#### Extracted data
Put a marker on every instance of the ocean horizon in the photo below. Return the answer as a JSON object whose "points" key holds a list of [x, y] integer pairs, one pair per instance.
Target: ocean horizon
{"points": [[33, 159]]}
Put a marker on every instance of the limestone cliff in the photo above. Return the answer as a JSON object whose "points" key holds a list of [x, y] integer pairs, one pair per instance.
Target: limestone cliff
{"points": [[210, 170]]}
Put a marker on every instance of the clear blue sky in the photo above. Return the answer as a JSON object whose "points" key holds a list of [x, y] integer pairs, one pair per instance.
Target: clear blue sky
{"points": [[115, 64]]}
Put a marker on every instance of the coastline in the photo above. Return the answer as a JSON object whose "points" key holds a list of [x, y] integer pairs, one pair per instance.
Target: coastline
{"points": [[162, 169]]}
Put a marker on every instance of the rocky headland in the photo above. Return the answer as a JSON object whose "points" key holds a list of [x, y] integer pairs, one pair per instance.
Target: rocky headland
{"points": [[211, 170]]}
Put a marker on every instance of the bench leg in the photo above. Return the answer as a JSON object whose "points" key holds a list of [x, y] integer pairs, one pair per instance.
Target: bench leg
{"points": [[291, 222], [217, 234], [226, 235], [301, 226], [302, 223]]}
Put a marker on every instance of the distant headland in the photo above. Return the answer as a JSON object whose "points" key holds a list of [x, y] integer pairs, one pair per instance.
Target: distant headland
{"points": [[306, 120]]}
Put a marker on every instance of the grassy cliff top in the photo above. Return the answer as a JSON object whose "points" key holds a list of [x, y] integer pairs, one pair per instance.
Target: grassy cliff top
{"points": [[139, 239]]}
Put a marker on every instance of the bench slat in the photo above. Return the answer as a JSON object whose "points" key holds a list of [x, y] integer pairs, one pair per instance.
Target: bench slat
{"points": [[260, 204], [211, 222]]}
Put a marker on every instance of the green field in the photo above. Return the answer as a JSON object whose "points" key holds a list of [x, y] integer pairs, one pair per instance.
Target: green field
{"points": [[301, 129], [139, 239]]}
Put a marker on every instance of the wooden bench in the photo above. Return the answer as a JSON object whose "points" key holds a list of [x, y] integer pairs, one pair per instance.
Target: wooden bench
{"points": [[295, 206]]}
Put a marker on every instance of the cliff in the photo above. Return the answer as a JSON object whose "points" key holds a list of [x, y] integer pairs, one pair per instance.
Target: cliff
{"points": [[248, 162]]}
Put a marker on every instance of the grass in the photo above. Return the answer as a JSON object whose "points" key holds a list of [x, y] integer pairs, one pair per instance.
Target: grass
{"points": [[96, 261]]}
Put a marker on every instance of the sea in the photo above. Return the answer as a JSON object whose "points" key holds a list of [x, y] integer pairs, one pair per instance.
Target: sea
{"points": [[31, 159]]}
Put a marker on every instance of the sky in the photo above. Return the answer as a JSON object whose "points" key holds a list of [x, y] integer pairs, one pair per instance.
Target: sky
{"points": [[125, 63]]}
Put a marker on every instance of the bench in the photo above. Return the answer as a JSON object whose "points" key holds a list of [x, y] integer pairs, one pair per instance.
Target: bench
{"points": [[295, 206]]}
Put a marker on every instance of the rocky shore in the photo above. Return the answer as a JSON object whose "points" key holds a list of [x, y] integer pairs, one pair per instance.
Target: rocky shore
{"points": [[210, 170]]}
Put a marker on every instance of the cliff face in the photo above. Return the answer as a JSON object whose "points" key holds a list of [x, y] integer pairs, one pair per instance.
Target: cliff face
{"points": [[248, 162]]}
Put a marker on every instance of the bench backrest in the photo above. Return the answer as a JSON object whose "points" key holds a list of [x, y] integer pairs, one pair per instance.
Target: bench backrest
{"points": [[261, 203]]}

#### Challenge
Copy the material above word for word, every line of it.

#### Written response
Put a marker on every instance of the ocean horizon in the photo below. Return the answer as a JSON object whose "points" key holds a list of [x, y] integer pairs, one pair per instance.
Target: ocean horizon
{"points": [[33, 159]]}
Put a marker on every instance of the limestone cliff in the photo above. Return the answer as a JSON object whose "points" key holds a list of [x, y] integer pairs, one pair per instance.
Target: limestone cliff
{"points": [[210, 170]]}
Put a marker on every instance of the clear blue sky in the photo above. Return the answer as a JSON object whose "points" key holds a list of [x, y] integer pairs, one pair per instance.
Target: clear blue sky
{"points": [[115, 64]]}
Put a marker on every instance of the coastline in the photo above. Return the answer as a JSON object whose "points" key holds a list of [x, y] integer pairs, one pair per instance.
Target: coastline
{"points": [[162, 169]]}
Put a marker on every instance of the rocky headland in the photo above. Return the answer as a JSON object whose "points" key holds a list of [x, y] integer pairs, one pair per instance.
Target: rocky headland
{"points": [[211, 170]]}
Put a marker on every instance of the bench leg in the photo above. Return the answer as a JSON object whose "points" key holds a list of [x, y] integer pairs, one pair per instance.
Target: bench leg
{"points": [[291, 222], [217, 234], [226, 235], [301, 226], [302, 223]]}
Put a marker on every instance of the distant headland in the photo above. Return the answer as a JSON object whose "points" key holds a list of [x, y] integer pairs, one pair per instance.
Target: distant headland
{"points": [[306, 120]]}
Put a marker on every instance of the grassy cliff top in the photo above. Return the answer as a JSON object whose "points" key holds a list of [x, y] integer pairs, one pair per instance.
Target: grassy cliff top
{"points": [[139, 239]]}
Put a marker on every instance of the bench slat in the photo above. Return the answer as a JSON object whose "points" key holds a list of [x, y] integer pairs, one pair per instance.
Target: bench slat
{"points": [[260, 204], [211, 222]]}
Put a marker on every instance of the green field in the photo above. Return the answer as a JSON object whose "points" key holds a list of [x, y] integer pairs, one pair per instance.
Target: green field
{"points": [[301, 129], [139, 239]]}
Put a marker on every instance of the wooden bench in the photo above. Return the answer as a JSON object whose "points" key holds a list of [x, y] integer pairs, one pair per instance.
Target: wooden bench
{"points": [[295, 206]]}
Put a marker on every instance of the cliff in the photo above. Return the answer as a JSON object whose "points" key holds a list of [x, y] integer pairs, one pair per instance.
Target: cliff
{"points": [[248, 162]]}
Put a marker on every instance of the grass in the photo above. Return the answer as a JSON object whose "points" key holds a list of [x, y] integer pairs, one pair per instance.
Target: grass
{"points": [[96, 261]]}
Put a marker on every instance of the sea in the photo above. Return the answer as a JSON object whose "points" key holds a list of [x, y] integer pairs, one pair per instance.
Target: sea
{"points": [[31, 159]]}
Put a marker on every instance of the sky in the photo above. Return the answer as a JSON object whose "points" key holds a list of [x, y] integer pairs, one pair per instance.
Target: sky
{"points": [[125, 63]]}
Put a marker on every instance of the bench in the photo above. Return the answer as a JSON object whose "points" key holds a list of [x, y] integer pairs, one pair per instance.
Target: bench
{"points": [[295, 206]]}
Put a marker on every instance of the rocky shore in the photo above. Return the answer as a JSON object whose "points" key holds a list of [x, y] integer pairs, one pair per instance.
Target: rocky shore
{"points": [[210, 170]]}
Put a marker on every instance of the cliff face in the photo above. Return the answer as a JSON object whose "points" key holds a list of [x, y] integer pairs, one pair per instance.
Target: cliff face
{"points": [[248, 162]]}
Put a marker on every instance of the bench backrest in the photo above. Return the answer as a JSON object whose "points" key holds a list of [x, y] integer pairs, one pair per instance.
Target: bench backrest
{"points": [[261, 203]]}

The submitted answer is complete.